Copy out the lines below word for word, omitting the pictures.

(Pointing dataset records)
▬▬▬▬▬▬
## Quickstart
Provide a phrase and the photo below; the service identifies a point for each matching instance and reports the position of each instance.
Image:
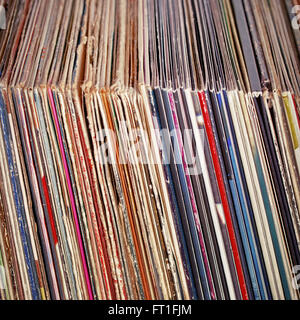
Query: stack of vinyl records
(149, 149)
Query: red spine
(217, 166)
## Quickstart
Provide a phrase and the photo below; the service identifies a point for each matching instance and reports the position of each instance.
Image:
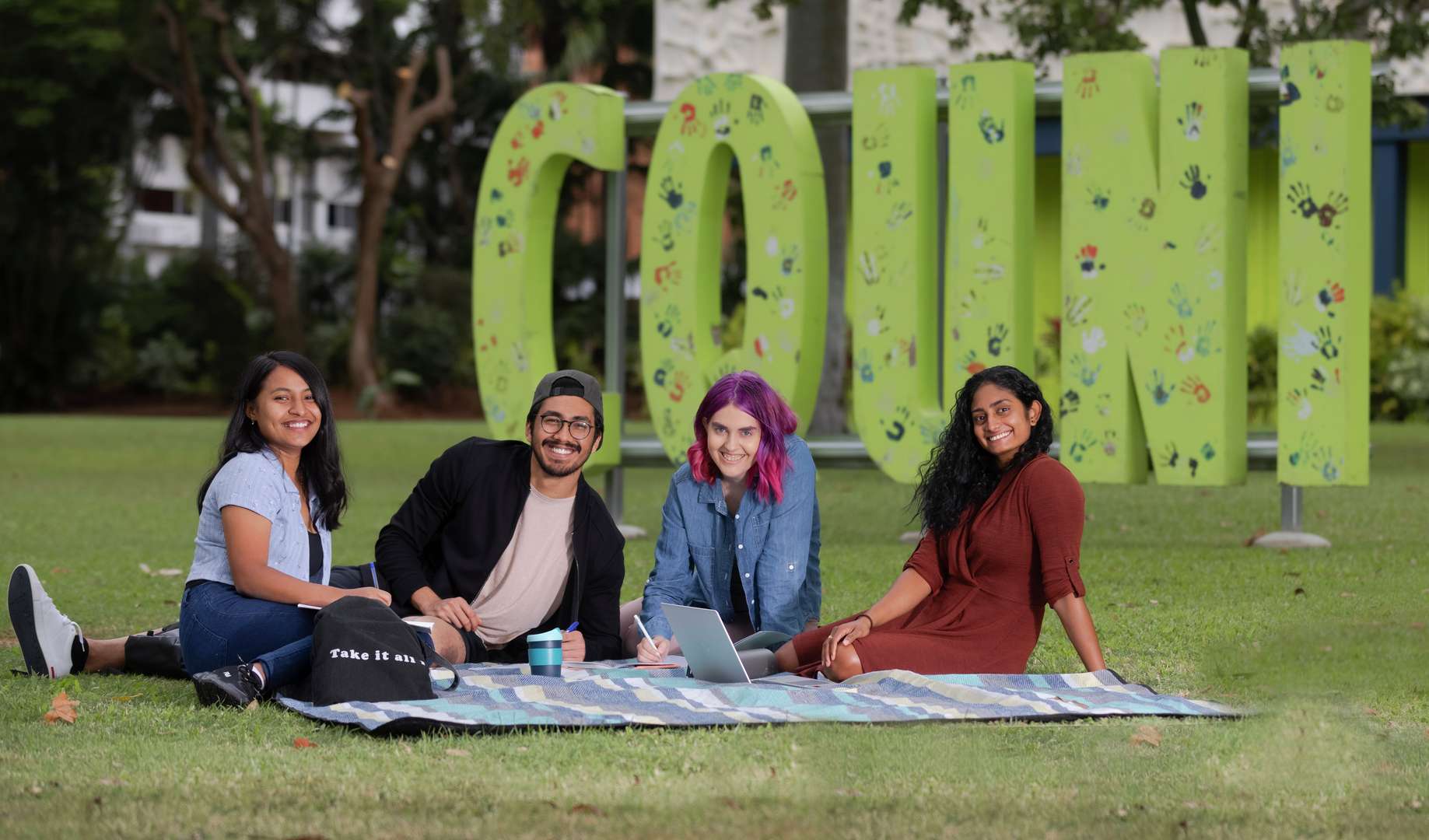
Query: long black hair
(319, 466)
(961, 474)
▬▬▬▬▬▬
__WRITTEN SOLUTION__.
## Quickstart
Provide a phrase and the photo below; the service identifies a point for each matching instance and reports the position of each instance.
Image:
Query: stack of vinyl records
(149, 149)
Query: red spine
(217, 166)
## Quickstart
Provide a phrase and the photo below; the service identifies a point for each matching instance and reports the position of each instance.
Image:
Query: long black hair
(319, 466)
(961, 474)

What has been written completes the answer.